Passage »

_ _ _ _ _

Posted by Jason Polak on 25. November 2017 · Write a comment · Categories: number-theory · Tags: ,

If you write out all the $n$th powers of natural numbers for $n \gt 1$ (“higher powers”) in increasing order you get a sequence like this:

1, 4, 8, 9, 16, 25, 27, 32, 36, 49, 64, 81, 100, 121, 125, 128, 144, 169, 196, 216, 225, …

If you keep computing more numbers in this sequence, once in a while you’ll find two consecutive terms quite close together. For instance:
$$1138^2 – 109^3 = 15$$
But no matter how far you go, it seems that the only two terms that are just one apart are 8 and 9. Eugène Catalan conjectured that 8 and 9 are the only two numbers in this sequence just one apart, and this conjecture became known as Catalan’s conjecture.

If you only allowed powers of 2 and 3 in the sequence, then the proof that 8 and 9 are the only consecutive powers is not difficult. In fact, it just requires the difference of squares identity: $a^2 – b^2 = (a – b)(a + b)$. Let’s see how it works! If only powers of 2 and 3 are allowed, then the question becomes: when is it possible that $3^m – 2^n = 1$ or that $2^n – 3^m = 1$?

Let’s suppose $3^m – 2^n = 1$. If this happens, just by checking the list we gave we see that at the very least, we can say that $n\geq 3$. So that means that $3^m – 1$ is a multiple of 8. What are the possible remainders when $3^m – 1$ is divided by 8? Well, $3^2 – 1= 8$. And to get from $3^m – 1$ to $3^{m+1} – 1$ we apply the map $x\mapsto 3x + 2$. So, the remainders of $3^m – 1$ from $m=2$ onwards look like $0,2,0,2,\dots$. In other words if $m\geq 2$ then $3^m – 1$ is divisible by $8$ exactly when $m$ is even. So we can conclude that $m = 2k$ for some $k$. This is where we use the difference of squares identity.

_ _ _ _ _

Information provided »
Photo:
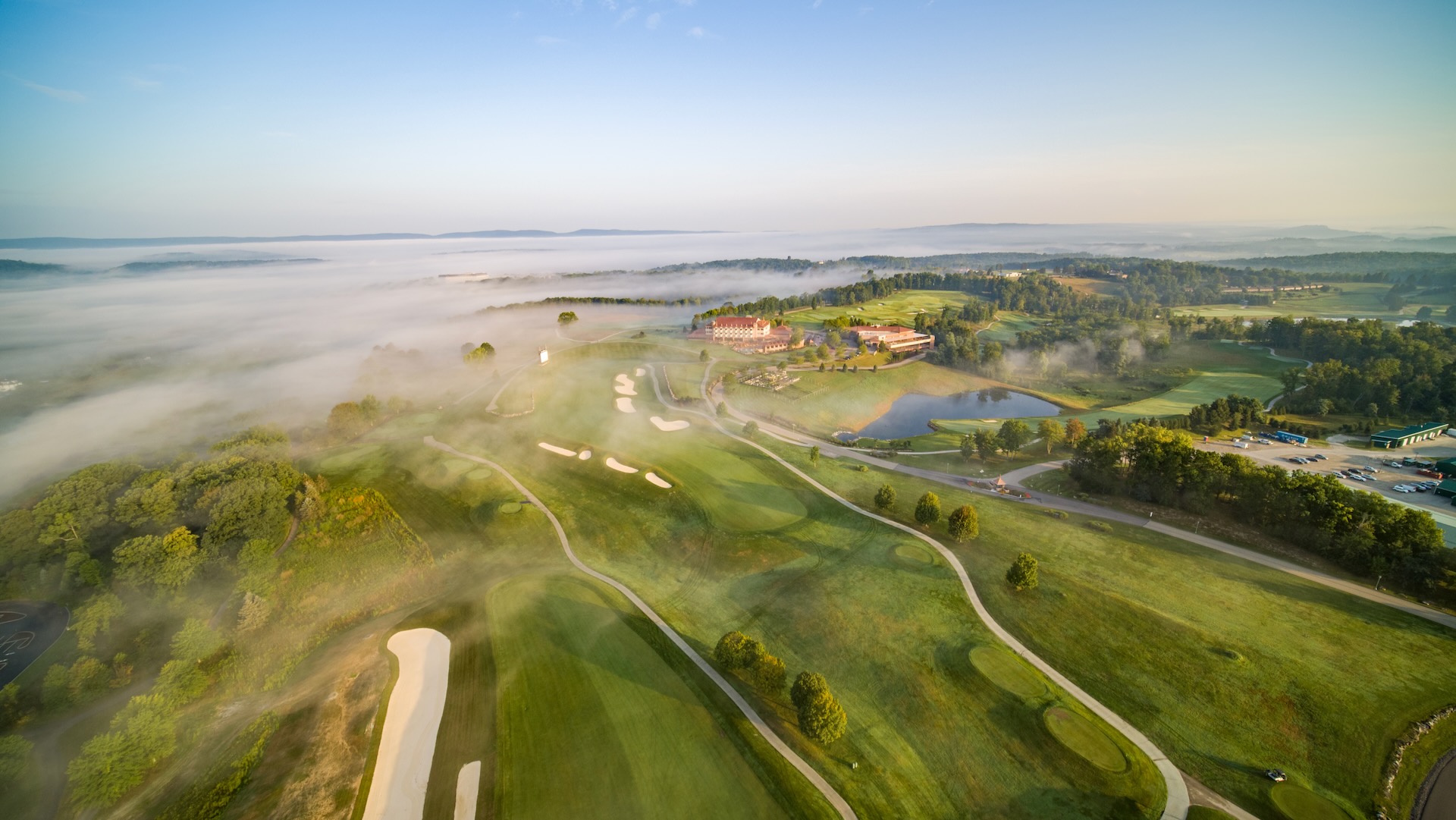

_ _ _ _ _

Tasks to perform »
1 > Rewrite the post on Catalan's conjecture starting with "If you only" and going on through "that $2^n – 3^m = 1$?", putting "hard" in place of "difficult".
2 > List every perfect cube in the sequence of higher powers written out in the post on Catalan's conjecture.

Correct answers »
1 >
If you only allowed powers of 2 and 3 in the sequence, then the proof that 8 and 9 are the only consecutive powers is not hard. In fact, it just requires the difference of squares identity: $a^2 – b^2 = (a – b)(a + b)$. Let’s see how it works! If only powers of 2 and 3 are allowed, then the question becomes: when is it possible that $3^m – 2^n = 1$ or that $2^n – 3^m = 1$?

2 > 1, 8, 27, 64, 125, 216